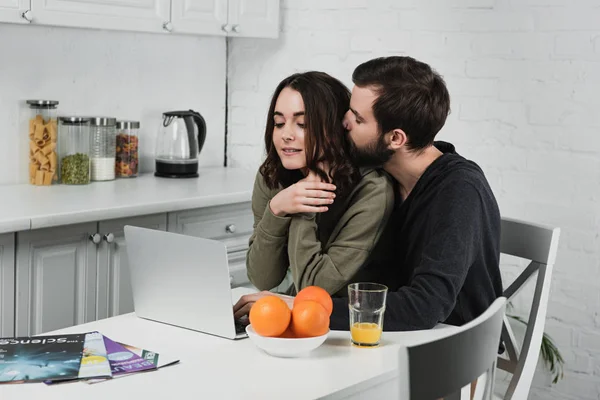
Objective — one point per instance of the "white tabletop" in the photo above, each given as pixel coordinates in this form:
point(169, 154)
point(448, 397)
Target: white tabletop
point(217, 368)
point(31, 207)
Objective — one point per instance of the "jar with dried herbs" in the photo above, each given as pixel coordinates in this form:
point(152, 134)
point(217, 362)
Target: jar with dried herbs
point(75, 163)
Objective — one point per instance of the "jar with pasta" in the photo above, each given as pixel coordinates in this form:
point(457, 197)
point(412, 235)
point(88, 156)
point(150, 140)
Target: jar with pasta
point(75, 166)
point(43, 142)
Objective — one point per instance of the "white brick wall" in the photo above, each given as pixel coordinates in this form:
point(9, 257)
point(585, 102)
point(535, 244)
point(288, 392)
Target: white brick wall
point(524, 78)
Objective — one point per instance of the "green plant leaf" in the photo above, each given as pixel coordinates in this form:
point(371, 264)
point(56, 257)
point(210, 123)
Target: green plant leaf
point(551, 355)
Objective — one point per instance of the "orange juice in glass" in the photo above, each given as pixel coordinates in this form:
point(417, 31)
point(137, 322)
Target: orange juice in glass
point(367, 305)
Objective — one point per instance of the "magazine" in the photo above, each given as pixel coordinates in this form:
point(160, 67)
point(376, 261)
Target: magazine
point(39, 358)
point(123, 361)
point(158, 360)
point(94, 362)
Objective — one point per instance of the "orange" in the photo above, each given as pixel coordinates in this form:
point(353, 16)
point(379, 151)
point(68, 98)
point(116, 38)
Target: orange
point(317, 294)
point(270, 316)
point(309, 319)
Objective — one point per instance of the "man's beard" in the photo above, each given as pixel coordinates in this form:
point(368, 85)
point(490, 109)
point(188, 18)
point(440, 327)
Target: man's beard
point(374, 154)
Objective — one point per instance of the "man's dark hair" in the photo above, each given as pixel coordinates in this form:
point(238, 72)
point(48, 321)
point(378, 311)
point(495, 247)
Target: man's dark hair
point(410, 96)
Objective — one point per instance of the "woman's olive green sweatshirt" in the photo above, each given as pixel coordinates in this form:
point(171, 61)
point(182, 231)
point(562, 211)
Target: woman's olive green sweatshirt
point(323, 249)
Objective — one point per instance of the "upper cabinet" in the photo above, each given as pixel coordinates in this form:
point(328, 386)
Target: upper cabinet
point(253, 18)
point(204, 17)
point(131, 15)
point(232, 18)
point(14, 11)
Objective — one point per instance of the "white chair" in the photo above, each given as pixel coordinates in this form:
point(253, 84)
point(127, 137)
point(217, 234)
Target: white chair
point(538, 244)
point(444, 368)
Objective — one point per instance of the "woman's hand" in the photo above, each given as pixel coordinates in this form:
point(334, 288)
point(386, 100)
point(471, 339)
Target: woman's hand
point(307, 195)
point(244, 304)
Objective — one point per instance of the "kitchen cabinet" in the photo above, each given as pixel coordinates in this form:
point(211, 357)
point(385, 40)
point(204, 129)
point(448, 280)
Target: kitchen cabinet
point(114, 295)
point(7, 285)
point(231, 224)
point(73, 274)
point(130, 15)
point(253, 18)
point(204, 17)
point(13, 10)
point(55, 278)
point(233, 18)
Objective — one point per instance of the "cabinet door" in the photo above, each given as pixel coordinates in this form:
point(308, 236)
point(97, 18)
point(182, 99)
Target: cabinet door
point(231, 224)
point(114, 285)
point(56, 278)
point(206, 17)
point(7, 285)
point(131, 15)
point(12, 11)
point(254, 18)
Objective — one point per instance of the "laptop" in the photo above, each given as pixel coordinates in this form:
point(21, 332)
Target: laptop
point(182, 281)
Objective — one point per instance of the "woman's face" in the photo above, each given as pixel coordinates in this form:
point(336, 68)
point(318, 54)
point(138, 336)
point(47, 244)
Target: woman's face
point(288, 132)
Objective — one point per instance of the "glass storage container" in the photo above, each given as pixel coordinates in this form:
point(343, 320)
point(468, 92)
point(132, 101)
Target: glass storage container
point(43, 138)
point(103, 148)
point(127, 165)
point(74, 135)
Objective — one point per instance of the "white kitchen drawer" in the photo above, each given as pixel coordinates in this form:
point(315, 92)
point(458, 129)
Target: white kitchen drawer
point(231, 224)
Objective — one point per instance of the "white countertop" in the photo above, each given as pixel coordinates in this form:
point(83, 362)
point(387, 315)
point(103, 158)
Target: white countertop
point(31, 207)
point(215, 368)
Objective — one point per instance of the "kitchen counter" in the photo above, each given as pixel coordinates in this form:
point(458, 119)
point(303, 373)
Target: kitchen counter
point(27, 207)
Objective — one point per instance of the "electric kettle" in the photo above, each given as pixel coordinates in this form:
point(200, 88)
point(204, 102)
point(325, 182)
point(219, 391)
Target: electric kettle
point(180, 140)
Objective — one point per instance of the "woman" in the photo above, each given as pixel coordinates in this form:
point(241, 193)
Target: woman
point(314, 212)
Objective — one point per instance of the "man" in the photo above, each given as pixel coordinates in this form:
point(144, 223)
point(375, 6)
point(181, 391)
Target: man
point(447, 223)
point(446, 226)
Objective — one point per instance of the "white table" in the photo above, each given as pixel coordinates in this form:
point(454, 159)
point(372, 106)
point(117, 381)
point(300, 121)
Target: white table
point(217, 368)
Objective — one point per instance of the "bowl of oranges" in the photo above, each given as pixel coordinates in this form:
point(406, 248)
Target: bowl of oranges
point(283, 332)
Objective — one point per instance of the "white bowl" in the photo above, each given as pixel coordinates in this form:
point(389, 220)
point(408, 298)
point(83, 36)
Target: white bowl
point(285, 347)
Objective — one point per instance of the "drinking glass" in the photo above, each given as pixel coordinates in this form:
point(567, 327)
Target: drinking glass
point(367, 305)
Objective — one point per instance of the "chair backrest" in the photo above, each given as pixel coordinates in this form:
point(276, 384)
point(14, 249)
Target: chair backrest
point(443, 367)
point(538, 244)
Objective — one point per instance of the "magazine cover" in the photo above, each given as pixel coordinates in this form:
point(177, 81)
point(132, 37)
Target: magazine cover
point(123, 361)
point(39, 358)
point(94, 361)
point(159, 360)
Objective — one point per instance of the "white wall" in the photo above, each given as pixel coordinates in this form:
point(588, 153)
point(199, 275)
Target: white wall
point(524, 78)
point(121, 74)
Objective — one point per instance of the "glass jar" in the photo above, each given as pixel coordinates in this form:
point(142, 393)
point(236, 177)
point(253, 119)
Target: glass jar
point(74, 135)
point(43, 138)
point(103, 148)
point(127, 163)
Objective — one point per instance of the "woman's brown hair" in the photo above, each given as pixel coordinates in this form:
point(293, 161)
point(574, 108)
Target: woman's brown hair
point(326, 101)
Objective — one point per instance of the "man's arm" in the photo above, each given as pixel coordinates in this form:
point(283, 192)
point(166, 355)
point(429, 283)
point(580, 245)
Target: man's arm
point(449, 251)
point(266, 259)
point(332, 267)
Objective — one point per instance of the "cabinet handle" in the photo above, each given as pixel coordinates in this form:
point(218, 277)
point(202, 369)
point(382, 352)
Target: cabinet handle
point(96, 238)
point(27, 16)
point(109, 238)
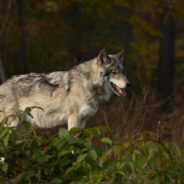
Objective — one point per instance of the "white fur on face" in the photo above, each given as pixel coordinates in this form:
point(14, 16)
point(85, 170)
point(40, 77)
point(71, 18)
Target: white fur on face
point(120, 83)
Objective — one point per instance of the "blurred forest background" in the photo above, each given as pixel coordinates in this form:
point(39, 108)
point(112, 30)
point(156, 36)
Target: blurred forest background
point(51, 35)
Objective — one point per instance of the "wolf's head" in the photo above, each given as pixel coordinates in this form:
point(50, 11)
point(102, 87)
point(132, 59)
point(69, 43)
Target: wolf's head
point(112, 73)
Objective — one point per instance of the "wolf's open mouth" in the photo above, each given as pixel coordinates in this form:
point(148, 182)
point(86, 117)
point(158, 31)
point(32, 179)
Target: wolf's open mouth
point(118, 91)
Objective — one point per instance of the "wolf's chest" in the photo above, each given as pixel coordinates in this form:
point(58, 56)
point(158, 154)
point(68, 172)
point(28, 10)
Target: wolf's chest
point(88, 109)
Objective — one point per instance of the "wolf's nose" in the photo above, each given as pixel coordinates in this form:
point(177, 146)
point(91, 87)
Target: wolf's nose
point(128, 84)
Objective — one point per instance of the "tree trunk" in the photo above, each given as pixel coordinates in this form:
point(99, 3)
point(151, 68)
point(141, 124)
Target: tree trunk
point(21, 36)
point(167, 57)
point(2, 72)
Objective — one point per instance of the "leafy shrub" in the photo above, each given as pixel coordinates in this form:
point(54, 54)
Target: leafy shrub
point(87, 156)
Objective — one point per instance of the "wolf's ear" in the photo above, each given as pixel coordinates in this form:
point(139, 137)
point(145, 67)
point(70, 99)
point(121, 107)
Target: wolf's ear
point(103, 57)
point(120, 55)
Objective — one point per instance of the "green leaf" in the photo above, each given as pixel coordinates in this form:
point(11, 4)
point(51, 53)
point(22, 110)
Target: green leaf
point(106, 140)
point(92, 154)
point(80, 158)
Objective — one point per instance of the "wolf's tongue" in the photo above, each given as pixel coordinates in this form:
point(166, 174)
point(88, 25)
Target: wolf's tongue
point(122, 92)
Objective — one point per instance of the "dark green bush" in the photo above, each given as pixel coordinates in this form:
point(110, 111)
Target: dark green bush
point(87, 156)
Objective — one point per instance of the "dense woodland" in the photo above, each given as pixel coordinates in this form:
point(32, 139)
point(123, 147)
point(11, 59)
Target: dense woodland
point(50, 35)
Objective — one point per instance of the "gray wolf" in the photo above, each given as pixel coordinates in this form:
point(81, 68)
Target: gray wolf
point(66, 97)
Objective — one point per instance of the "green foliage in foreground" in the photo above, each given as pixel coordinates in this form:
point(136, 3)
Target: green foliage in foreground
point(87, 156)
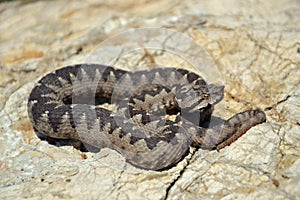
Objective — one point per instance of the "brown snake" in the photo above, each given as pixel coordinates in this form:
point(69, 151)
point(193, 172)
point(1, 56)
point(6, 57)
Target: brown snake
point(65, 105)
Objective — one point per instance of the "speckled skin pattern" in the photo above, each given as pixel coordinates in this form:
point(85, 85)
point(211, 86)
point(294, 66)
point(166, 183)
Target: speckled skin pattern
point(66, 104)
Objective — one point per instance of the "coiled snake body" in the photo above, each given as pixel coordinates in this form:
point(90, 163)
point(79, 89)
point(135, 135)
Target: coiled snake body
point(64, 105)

----

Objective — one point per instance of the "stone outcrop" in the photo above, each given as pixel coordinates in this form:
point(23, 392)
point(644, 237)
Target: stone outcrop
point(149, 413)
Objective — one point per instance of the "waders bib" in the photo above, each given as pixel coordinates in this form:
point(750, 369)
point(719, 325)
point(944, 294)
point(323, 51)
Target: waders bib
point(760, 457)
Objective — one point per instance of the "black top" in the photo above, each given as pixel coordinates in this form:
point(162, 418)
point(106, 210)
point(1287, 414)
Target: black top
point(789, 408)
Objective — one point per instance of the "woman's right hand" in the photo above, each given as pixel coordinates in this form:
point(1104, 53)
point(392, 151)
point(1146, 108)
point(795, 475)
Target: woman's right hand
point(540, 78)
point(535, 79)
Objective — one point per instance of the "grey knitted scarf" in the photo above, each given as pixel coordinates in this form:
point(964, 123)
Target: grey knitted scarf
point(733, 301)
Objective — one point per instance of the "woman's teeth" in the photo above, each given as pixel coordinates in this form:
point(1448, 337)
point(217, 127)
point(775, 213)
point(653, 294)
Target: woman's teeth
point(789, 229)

----

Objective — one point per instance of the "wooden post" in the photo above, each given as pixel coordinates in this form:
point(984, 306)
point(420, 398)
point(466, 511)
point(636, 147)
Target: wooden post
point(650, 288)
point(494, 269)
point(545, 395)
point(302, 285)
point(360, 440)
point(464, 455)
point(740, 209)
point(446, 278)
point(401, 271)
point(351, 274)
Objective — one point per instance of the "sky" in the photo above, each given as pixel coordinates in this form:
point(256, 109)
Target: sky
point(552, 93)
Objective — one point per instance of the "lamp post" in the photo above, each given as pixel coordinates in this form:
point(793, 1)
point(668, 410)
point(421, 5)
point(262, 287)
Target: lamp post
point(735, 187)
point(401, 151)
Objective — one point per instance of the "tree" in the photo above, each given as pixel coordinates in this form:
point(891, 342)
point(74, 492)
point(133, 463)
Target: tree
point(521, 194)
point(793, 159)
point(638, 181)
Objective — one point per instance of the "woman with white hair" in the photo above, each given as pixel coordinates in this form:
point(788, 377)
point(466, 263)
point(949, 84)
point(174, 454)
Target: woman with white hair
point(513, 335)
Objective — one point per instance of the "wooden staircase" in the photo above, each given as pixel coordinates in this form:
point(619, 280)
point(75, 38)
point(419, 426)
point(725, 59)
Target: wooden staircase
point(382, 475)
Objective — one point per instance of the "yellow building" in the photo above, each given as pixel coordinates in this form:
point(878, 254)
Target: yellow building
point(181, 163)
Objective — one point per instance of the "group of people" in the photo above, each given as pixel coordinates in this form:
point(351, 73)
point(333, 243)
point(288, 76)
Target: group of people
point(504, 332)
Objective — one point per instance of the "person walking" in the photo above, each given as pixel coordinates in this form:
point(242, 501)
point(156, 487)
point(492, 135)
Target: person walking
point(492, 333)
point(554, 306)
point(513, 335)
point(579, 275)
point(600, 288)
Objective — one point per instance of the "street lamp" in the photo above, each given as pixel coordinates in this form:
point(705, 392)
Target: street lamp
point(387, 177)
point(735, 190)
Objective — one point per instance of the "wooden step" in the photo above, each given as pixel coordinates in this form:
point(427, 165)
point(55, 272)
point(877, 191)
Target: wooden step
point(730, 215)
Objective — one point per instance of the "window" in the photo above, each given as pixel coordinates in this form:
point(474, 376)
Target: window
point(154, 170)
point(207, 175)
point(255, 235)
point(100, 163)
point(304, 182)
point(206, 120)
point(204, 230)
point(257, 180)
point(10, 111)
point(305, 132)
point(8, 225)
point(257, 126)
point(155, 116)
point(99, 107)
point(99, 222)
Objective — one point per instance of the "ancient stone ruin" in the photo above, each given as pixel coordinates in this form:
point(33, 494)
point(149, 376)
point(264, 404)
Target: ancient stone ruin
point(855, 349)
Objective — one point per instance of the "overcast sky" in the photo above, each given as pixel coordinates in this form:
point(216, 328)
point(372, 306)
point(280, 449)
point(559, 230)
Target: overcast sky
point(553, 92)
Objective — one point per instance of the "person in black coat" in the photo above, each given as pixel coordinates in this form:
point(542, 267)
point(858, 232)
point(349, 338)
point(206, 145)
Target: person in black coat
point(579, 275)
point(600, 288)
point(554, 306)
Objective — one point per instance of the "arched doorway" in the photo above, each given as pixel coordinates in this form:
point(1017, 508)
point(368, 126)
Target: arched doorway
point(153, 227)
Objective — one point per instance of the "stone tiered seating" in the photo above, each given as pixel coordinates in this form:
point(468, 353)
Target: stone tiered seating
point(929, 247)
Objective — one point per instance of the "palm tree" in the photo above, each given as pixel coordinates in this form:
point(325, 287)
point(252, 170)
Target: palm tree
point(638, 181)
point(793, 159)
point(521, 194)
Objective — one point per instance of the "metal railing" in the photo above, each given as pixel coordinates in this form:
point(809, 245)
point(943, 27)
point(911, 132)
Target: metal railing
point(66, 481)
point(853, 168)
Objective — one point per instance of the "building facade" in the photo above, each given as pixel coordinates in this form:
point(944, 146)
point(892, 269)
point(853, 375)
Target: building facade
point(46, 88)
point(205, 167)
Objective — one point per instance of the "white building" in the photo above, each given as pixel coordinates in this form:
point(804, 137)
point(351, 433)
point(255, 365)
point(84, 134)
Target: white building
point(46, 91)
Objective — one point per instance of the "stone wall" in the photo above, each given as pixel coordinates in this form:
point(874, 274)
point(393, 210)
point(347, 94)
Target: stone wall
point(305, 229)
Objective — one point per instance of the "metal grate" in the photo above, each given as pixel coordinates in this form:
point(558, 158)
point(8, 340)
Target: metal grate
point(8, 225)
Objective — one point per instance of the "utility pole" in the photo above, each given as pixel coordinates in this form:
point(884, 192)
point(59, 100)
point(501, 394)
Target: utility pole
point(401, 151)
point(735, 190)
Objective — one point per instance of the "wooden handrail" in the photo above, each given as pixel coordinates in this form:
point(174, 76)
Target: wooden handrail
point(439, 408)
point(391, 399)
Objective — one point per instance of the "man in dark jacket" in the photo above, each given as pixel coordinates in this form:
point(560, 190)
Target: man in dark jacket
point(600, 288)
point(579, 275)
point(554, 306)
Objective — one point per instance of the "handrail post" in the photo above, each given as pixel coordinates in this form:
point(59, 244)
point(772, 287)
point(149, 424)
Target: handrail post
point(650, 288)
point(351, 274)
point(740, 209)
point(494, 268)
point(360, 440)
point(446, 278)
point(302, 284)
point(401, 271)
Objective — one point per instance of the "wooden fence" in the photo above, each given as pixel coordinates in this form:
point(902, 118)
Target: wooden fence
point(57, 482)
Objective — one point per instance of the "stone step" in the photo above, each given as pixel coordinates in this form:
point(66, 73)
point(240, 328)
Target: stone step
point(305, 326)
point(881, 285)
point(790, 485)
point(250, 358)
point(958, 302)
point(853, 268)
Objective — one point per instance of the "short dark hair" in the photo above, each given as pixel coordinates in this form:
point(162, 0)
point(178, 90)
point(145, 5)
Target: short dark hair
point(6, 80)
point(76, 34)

----

▸ **WHAT YOU SHOULD DO**: Lines to set down from above: the line with "Target: wooden staircase", the line with "point(333, 243)", and every line between, each exactly as written.

▸ **ANSWER TO THIS TASK**:
Target: wooden staircase
point(382, 475)
Objective — one point per instance of the "yellow building" in the photo above, each given as pixel coordinates in this form:
point(878, 254)
Target: yellow building
point(181, 163)
Objective — one point per instance of the "group of people" in the photo above, each given as pixel coordinates in this form:
point(351, 73)
point(333, 243)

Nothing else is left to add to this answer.